-- start DATA --
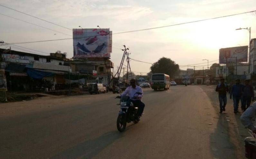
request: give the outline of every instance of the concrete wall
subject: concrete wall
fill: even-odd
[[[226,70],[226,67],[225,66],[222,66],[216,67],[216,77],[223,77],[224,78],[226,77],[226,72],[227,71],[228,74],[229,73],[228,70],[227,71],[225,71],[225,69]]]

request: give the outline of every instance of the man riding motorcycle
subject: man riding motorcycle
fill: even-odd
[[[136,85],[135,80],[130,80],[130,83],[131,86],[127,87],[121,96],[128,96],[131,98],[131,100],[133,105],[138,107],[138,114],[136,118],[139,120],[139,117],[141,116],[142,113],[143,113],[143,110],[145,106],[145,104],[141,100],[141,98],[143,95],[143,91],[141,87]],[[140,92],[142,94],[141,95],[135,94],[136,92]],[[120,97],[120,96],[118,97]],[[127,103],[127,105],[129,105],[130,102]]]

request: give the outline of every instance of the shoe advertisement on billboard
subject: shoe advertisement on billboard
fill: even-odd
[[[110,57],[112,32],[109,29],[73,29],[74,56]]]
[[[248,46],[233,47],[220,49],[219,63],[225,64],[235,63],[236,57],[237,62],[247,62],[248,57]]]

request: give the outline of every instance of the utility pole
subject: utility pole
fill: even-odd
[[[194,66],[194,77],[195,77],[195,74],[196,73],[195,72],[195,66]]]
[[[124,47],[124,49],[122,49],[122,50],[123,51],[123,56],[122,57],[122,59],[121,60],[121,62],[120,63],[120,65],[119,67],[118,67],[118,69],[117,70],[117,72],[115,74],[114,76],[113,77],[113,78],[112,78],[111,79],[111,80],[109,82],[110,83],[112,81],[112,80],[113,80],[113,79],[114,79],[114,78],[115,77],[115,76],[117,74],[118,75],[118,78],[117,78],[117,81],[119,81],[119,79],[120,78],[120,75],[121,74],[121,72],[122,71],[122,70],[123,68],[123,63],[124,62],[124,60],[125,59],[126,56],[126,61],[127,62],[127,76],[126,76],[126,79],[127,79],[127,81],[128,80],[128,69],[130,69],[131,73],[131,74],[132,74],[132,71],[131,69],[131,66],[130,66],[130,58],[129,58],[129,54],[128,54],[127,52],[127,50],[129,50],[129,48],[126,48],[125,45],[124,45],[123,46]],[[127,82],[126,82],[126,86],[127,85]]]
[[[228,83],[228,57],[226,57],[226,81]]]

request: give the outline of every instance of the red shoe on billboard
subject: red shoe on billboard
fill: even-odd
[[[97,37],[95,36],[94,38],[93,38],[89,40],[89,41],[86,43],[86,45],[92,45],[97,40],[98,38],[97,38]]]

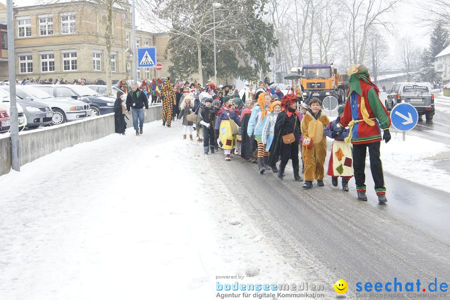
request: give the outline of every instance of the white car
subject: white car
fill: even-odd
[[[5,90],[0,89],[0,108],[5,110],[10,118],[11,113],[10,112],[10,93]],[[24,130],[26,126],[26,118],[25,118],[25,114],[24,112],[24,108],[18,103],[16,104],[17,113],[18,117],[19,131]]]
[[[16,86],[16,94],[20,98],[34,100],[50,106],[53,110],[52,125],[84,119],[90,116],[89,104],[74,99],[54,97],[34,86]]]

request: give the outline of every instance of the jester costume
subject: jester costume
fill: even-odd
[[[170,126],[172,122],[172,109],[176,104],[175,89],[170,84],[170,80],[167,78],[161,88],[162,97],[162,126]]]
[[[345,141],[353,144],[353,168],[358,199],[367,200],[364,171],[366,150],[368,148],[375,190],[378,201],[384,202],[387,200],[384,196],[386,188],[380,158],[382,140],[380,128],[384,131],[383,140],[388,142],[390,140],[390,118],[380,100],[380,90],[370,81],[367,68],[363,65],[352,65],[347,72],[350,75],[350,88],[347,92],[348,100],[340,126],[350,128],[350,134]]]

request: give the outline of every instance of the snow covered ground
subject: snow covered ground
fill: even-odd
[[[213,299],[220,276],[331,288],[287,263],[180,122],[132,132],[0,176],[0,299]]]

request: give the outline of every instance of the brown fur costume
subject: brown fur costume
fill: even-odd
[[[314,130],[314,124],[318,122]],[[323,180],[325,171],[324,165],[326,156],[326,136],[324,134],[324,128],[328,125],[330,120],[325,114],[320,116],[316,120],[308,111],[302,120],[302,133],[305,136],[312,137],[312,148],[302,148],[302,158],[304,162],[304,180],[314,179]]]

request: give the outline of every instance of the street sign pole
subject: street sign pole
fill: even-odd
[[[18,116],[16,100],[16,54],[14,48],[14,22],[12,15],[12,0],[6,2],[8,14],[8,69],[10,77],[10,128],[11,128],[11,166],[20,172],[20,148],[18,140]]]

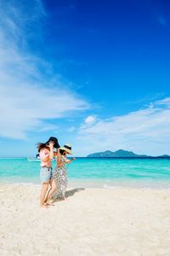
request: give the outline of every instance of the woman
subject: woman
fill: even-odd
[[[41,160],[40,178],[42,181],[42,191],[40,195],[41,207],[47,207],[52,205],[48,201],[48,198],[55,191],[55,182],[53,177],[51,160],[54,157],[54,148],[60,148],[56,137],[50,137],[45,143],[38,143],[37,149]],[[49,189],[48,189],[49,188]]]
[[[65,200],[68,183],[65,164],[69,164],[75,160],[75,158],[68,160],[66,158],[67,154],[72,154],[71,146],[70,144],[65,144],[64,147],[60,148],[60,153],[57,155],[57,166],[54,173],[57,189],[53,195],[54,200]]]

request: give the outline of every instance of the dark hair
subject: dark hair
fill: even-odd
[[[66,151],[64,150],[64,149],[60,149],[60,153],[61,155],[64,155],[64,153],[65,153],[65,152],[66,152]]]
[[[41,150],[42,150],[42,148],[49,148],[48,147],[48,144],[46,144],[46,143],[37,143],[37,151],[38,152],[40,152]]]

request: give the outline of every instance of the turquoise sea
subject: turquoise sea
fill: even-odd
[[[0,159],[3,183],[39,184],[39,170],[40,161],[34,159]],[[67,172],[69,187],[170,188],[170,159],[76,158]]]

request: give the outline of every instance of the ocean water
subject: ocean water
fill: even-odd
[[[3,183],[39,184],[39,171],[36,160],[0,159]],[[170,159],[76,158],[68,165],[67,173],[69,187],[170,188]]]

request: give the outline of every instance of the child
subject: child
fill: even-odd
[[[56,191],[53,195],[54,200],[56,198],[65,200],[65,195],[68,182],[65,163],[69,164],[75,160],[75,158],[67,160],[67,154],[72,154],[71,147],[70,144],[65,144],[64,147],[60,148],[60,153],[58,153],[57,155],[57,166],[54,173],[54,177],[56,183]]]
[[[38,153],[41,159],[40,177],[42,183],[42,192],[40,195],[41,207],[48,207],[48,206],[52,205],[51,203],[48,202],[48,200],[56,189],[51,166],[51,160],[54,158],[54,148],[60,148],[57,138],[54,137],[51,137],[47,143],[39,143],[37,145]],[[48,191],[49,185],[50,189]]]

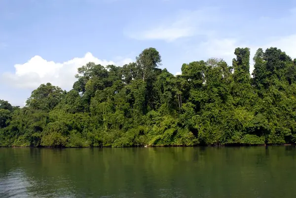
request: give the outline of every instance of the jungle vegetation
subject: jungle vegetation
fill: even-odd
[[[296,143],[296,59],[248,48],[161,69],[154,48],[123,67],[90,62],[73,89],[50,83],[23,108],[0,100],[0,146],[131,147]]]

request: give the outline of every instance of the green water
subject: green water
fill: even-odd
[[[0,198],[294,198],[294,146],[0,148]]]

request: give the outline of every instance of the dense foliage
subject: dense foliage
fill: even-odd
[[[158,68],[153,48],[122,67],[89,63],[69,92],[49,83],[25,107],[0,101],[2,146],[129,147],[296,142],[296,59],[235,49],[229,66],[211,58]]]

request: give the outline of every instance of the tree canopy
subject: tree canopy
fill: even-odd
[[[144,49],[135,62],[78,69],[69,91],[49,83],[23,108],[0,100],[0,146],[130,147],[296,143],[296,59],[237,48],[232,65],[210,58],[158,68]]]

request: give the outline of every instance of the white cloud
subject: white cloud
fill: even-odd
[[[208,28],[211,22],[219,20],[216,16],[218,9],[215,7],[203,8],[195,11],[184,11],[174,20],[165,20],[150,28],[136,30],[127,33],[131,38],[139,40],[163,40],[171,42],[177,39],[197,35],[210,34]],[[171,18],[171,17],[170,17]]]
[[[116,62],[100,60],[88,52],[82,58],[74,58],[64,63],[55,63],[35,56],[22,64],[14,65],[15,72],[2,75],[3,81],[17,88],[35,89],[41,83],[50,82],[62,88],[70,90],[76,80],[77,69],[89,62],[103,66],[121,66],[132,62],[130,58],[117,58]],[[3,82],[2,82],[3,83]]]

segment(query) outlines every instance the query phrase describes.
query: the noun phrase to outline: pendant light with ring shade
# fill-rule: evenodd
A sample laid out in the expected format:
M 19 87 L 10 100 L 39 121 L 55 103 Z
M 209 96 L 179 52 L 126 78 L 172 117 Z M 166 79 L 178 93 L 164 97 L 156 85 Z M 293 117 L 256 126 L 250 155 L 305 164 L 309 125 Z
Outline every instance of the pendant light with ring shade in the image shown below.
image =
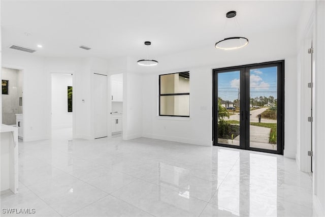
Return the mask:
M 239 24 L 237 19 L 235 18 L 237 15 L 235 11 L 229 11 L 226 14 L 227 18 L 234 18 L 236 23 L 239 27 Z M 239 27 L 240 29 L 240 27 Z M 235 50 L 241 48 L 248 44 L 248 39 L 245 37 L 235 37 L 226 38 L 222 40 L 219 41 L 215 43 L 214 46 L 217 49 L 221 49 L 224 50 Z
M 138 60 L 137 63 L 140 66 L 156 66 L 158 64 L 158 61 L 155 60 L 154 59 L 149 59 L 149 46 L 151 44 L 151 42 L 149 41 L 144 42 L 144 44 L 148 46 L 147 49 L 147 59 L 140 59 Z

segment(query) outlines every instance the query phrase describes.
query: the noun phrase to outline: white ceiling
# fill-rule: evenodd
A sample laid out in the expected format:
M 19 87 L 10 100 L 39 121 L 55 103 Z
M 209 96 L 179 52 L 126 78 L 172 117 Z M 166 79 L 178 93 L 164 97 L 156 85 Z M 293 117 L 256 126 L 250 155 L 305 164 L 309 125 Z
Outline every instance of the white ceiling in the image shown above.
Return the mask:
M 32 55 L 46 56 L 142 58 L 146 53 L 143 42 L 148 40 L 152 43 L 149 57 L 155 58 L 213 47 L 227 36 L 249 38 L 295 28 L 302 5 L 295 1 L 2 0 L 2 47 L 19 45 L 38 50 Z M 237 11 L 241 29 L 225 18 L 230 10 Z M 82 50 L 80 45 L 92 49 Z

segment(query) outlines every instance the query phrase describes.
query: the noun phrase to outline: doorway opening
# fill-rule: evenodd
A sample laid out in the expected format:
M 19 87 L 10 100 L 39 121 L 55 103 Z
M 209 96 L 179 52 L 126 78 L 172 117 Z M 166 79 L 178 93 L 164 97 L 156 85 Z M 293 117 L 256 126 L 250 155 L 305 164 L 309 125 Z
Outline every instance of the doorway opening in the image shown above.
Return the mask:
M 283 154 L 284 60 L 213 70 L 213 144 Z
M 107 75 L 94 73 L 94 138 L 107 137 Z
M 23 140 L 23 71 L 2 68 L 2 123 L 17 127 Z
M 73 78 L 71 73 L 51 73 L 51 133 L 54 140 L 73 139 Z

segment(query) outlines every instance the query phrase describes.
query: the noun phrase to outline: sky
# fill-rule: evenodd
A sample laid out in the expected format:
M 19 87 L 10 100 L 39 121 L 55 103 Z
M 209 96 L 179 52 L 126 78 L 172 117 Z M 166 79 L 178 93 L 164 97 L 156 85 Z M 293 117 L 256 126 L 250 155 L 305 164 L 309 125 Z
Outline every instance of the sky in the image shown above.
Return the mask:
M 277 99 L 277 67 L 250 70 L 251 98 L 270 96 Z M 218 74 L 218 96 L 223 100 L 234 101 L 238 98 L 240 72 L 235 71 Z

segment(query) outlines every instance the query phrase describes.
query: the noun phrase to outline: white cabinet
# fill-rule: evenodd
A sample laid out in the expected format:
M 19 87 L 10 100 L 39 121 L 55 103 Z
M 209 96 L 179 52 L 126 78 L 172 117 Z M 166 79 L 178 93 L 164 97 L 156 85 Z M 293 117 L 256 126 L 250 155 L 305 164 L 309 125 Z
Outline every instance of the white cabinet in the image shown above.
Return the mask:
-- end DATA --
**WHAT YOU ARE ASKED TO DO**
Return every line of the entries above that contains the word "green". Matching is case-sensitive.

**REPLY TO THE TASK**
request: give the outline of every instance of the green water
subject: green water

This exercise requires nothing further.